Instructions to follow:
Copy out word for word the lines below, from the one containing "Looking at the screenshot above, identify the pointed" through the last line.
══ Stored records ══
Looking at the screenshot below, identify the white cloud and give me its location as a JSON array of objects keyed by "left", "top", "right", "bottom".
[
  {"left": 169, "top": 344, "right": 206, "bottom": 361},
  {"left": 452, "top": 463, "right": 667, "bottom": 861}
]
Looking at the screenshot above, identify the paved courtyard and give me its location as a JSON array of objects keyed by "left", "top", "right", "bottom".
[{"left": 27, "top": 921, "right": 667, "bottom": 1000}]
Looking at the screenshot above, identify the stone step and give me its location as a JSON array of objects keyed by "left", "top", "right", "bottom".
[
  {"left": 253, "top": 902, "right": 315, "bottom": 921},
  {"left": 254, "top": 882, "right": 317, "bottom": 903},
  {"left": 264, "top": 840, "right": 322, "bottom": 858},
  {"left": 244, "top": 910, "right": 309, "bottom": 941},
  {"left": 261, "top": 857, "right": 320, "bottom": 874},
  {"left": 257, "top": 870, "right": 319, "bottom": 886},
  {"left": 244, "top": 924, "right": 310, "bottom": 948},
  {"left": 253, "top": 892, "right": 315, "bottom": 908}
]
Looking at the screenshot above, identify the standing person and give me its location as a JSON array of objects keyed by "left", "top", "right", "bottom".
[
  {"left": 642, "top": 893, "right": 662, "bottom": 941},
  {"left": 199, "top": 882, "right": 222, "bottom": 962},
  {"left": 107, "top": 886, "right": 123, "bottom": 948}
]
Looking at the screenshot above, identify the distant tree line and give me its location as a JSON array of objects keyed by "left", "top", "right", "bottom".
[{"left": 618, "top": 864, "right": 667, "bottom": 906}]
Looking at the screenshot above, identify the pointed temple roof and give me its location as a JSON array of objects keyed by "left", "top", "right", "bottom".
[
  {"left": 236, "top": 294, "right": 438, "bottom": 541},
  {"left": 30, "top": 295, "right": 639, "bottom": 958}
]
═══
Result below:
Looking at the screenshot above, identify the pointed temple roof and give me its location as a JSON array of objects keyed by "left", "top", "right", "bottom".
[
  {"left": 236, "top": 294, "right": 438, "bottom": 541},
  {"left": 30, "top": 295, "right": 639, "bottom": 958}
]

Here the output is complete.